— Start of SOURCE RECORDS —

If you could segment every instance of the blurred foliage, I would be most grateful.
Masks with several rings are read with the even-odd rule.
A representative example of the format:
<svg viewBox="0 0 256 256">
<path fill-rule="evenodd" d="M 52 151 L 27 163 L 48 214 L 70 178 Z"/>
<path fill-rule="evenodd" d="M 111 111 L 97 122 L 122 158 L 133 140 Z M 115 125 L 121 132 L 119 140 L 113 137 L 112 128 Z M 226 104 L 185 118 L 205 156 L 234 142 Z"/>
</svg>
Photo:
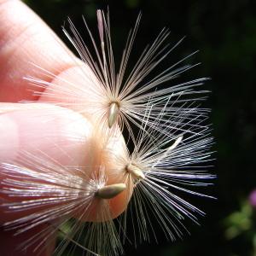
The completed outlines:
<svg viewBox="0 0 256 256">
<path fill-rule="evenodd" d="M 211 122 L 217 153 L 217 185 L 211 195 L 216 201 L 200 201 L 207 215 L 201 227 L 188 223 L 191 236 L 174 243 L 159 239 L 159 245 L 127 245 L 127 255 L 256 255 L 255 216 L 247 205 L 256 186 L 256 1 L 249 0 L 26 0 L 27 4 L 64 38 L 61 26 L 67 16 L 84 29 L 81 15 L 92 26 L 96 9 L 109 6 L 113 40 L 120 54 L 129 28 L 140 10 L 143 20 L 136 47 L 151 42 L 163 26 L 172 31 L 171 43 L 183 35 L 184 43 L 173 60 L 199 49 L 190 59 L 202 65 L 185 76 L 207 76 L 212 91 L 205 103 L 212 108 Z M 69 45 L 69 44 L 68 44 Z M 242 207 L 241 207 L 241 198 Z M 254 216 L 254 217 L 253 217 Z M 254 226 L 254 230 L 253 230 Z M 254 251 L 253 251 L 254 250 Z M 80 253 L 78 253 L 80 255 Z"/>
</svg>

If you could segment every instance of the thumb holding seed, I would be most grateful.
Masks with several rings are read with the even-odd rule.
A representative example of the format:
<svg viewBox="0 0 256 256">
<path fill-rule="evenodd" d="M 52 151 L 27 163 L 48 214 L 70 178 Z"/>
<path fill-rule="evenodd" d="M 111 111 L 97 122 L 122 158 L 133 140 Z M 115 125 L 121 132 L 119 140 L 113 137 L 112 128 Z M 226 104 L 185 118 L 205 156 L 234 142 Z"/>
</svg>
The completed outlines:
<svg viewBox="0 0 256 256">
<path fill-rule="evenodd" d="M 15 166 L 19 163 L 20 166 L 24 166 L 32 172 L 37 172 L 36 176 L 33 177 L 37 177 L 38 180 L 33 181 L 40 183 L 41 185 L 44 179 L 40 180 L 39 173 L 42 171 L 41 166 L 44 165 L 45 158 L 50 160 L 53 160 L 54 165 L 57 166 L 76 166 L 76 168 L 70 170 L 71 173 L 69 174 L 73 177 L 81 176 L 81 173 L 76 172 L 77 169 L 80 168 L 79 170 L 82 170 L 83 175 L 90 178 L 91 177 L 90 172 L 95 170 L 94 167 L 102 166 L 105 167 L 107 177 L 106 186 L 99 188 L 99 190 L 96 191 L 96 195 L 109 201 L 111 218 L 116 218 L 126 208 L 131 197 L 129 193 L 131 193 L 131 189 L 125 189 L 125 186 L 122 183 L 119 184 L 115 177 L 111 176 L 108 177 L 108 170 L 114 166 L 114 163 L 109 160 L 108 151 L 105 150 L 105 146 L 102 145 L 102 142 L 106 143 L 108 138 L 105 139 L 104 134 L 100 131 L 96 131 L 96 127 L 88 119 L 72 110 L 43 103 L 4 103 L 1 105 L 0 112 L 0 141 L 2 142 L 0 145 L 0 162 L 2 164 L 0 167 L 1 224 L 49 209 L 49 205 L 45 204 L 39 207 L 32 207 L 22 211 L 15 211 L 9 207 L 10 204 L 19 203 L 26 200 L 40 200 L 43 194 L 39 195 L 39 197 L 38 195 L 34 196 L 32 194 L 30 196 L 27 194 L 26 196 L 24 196 L 22 191 L 26 188 L 22 188 L 22 190 L 19 187 L 20 190 L 18 192 L 20 191 L 20 194 L 16 193 L 16 196 L 9 196 L 10 189 L 13 188 L 9 187 L 7 180 L 15 179 L 15 183 L 17 183 L 29 179 L 27 179 L 26 173 L 24 177 L 20 176 L 20 173 L 16 176 L 14 174 L 15 172 L 8 173 L 3 168 L 4 163 L 14 164 Z M 116 141 L 116 151 L 120 152 L 118 147 L 121 147 L 124 143 L 122 137 L 119 136 L 114 141 Z M 29 158 L 27 158 L 27 155 L 29 155 Z M 43 160 L 42 163 L 40 162 L 41 160 Z M 36 165 L 33 164 L 34 162 Z M 50 174 L 49 171 L 47 173 L 47 168 L 44 169 L 43 170 L 45 171 L 44 175 Z M 86 173 L 84 174 L 84 172 Z M 67 179 L 67 172 L 63 173 L 61 179 Z M 28 183 L 27 187 L 29 186 L 32 186 L 32 184 Z M 52 194 L 55 194 L 55 191 L 53 190 Z M 49 197 L 53 196 L 50 193 L 48 195 Z M 96 201 L 97 200 L 96 198 Z M 60 204 L 61 204 L 61 201 Z M 94 202 L 92 205 L 95 206 Z M 86 209 L 86 206 L 84 209 Z M 96 211 L 101 211 L 101 208 L 96 208 Z M 93 210 L 90 209 L 90 212 L 92 212 Z M 83 222 L 99 221 L 96 218 L 96 214 L 84 216 L 85 217 L 82 218 Z M 73 217 L 76 218 L 77 216 Z M 102 219 L 102 221 L 106 220 Z M 47 224 L 49 224 L 46 222 L 42 226 L 38 225 L 36 230 L 38 230 L 41 228 L 44 230 L 44 225 Z M 15 233 L 15 230 L 6 233 L 3 231 L 3 228 L 1 228 L 1 233 L 7 239 L 4 244 L 9 252 L 14 250 L 14 239 L 18 239 L 15 240 L 17 243 L 20 240 L 22 241 L 23 237 L 25 240 L 27 239 L 27 234 L 32 233 L 32 236 L 33 232 L 38 231 L 30 230 L 28 232 L 18 235 L 15 238 L 10 235 L 12 232 Z M 52 242 L 49 247 L 53 249 Z M 32 250 L 32 248 L 29 250 Z M 49 253 L 45 253 L 45 255 L 48 255 Z M 26 253 L 26 255 L 29 254 Z"/>
</svg>

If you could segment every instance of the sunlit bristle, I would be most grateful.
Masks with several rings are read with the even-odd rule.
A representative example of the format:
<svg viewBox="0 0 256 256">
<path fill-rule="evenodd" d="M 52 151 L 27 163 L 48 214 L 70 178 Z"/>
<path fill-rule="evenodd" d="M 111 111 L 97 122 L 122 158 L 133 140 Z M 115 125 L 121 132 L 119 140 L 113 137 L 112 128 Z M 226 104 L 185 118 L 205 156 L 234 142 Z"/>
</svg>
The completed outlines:
<svg viewBox="0 0 256 256">
<path fill-rule="evenodd" d="M 126 189 L 125 183 L 107 185 L 98 189 L 96 195 L 102 199 L 112 199 Z"/>
<path fill-rule="evenodd" d="M 108 125 L 108 128 L 112 128 L 113 125 L 116 122 L 119 112 L 119 106 L 117 102 L 112 102 L 109 106 Z"/>
<path fill-rule="evenodd" d="M 135 165 L 130 164 L 129 166 L 127 166 L 126 172 L 128 172 L 135 180 L 141 180 L 145 178 L 143 172 Z"/>
</svg>

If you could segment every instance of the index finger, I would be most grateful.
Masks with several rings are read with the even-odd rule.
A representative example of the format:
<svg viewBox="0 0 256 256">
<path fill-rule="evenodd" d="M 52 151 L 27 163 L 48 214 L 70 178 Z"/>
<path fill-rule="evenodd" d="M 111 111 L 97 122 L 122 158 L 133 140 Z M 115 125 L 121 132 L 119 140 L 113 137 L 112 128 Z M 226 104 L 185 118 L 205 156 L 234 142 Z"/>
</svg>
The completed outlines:
<svg viewBox="0 0 256 256">
<path fill-rule="evenodd" d="M 24 76 L 51 79 L 32 63 L 56 76 L 75 66 L 69 49 L 21 1 L 0 0 L 0 102 L 37 99 Z"/>
</svg>

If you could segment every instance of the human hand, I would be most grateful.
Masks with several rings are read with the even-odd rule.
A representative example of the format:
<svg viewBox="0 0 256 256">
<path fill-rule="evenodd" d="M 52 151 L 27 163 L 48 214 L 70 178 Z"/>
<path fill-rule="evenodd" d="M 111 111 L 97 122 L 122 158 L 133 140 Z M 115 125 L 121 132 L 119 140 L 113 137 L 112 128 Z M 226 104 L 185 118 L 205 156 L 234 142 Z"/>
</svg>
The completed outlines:
<svg viewBox="0 0 256 256">
<path fill-rule="evenodd" d="M 0 162 L 15 162 L 20 152 L 38 154 L 33 151 L 37 148 L 37 152 L 54 155 L 61 164 L 86 166 L 84 154 L 89 150 L 86 142 L 96 128 L 90 120 L 72 110 L 53 105 L 18 103 L 21 100 L 38 99 L 33 95 L 32 85 L 24 79 L 25 76 L 51 82 L 39 69 L 32 68 L 31 63 L 51 72 L 56 79 L 68 73 L 68 79 L 76 81 L 76 73 L 68 73 L 68 70 L 76 69 L 75 57 L 44 21 L 20 1 L 0 0 Z M 54 118 L 49 119 L 49 116 Z M 74 138 L 81 140 L 78 142 Z M 101 140 L 101 137 L 97 139 Z M 65 158 L 61 150 L 57 150 L 60 142 L 69 158 Z M 0 169 L 0 183 L 3 179 Z M 124 196 L 123 199 L 128 198 Z M 0 195 L 0 200 L 1 204 L 10 201 L 3 195 Z M 113 215 L 122 212 L 125 205 L 126 202 L 120 203 Z M 14 236 L 15 230 L 7 232 L 1 227 L 19 214 L 21 213 L 6 212 L 4 207 L 0 209 L 3 255 L 34 255 L 32 247 L 25 252 L 17 252 L 15 246 L 39 232 L 44 224 L 16 236 Z M 42 255 L 49 255 L 54 245 L 54 241 L 48 244 Z"/>
</svg>

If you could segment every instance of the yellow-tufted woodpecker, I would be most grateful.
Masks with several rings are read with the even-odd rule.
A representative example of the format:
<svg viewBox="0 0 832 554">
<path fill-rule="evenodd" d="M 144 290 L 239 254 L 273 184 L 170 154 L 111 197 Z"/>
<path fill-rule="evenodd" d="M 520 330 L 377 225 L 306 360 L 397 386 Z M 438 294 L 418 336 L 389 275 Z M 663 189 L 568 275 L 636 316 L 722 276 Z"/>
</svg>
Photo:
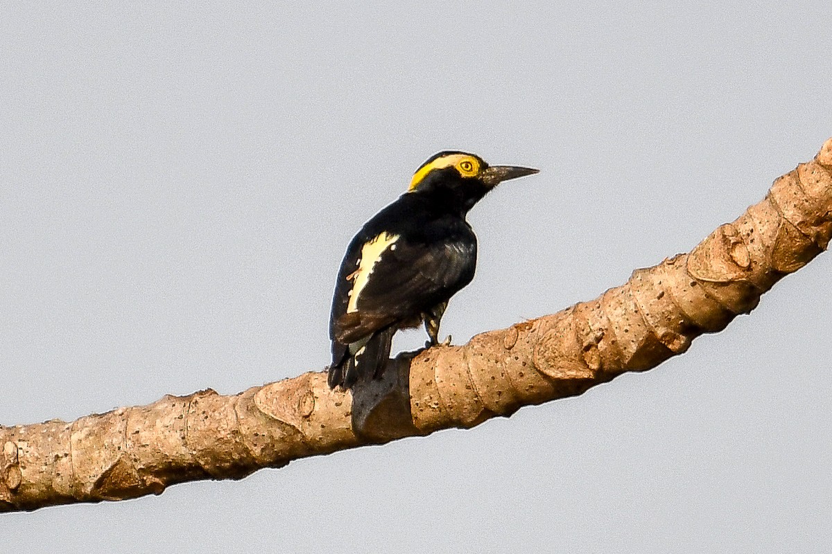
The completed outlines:
<svg viewBox="0 0 832 554">
<path fill-rule="evenodd" d="M 380 376 L 393 335 L 423 321 L 438 342 L 448 301 L 473 278 L 477 236 L 465 216 L 502 181 L 537 169 L 488 165 L 465 152 L 439 152 L 409 190 L 364 223 L 341 262 L 329 319 L 329 386 Z"/>
</svg>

— End of SOURCE RECORDS —

• _REQUIRED TASK_
Format everything from the line containing "If you could segment every instance of the yellow-tufted" down to the end of the rows as a Markdown table with the columns "No." and "Line," numbering each line and skipping blank ones. Leave the pictures out.

• _WORKED SOLUTION_
| No. | Line |
|---|---|
| 1 | If you could segment every instance of the yellow-tufted woodpecker, I would be most grateful. |
| 2 | Masks with several rings are read with the even-odd rule. |
| 3 | A representative example of the format: |
| 4 | <svg viewBox="0 0 832 554"> |
| 5 | <path fill-rule="evenodd" d="M 144 290 L 239 254 L 273 184 L 170 154 L 111 197 Z"/> |
| 6 | <path fill-rule="evenodd" d="M 520 330 L 377 225 L 306 360 L 397 386 Z M 438 294 L 418 336 L 389 275 Z M 663 189 L 568 275 L 636 316 L 722 276 Z"/> |
| 7 | </svg> |
| 8 | Photo: |
| 9 | The completed outlines: |
| 10 | <svg viewBox="0 0 832 554"> |
| 11 | <path fill-rule="evenodd" d="M 380 376 L 393 335 L 423 321 L 438 342 L 448 301 L 473 278 L 477 236 L 465 216 L 502 181 L 537 169 L 488 165 L 465 152 L 439 152 L 409 190 L 364 223 L 341 262 L 329 319 L 329 386 Z"/> |
| 12 | </svg> |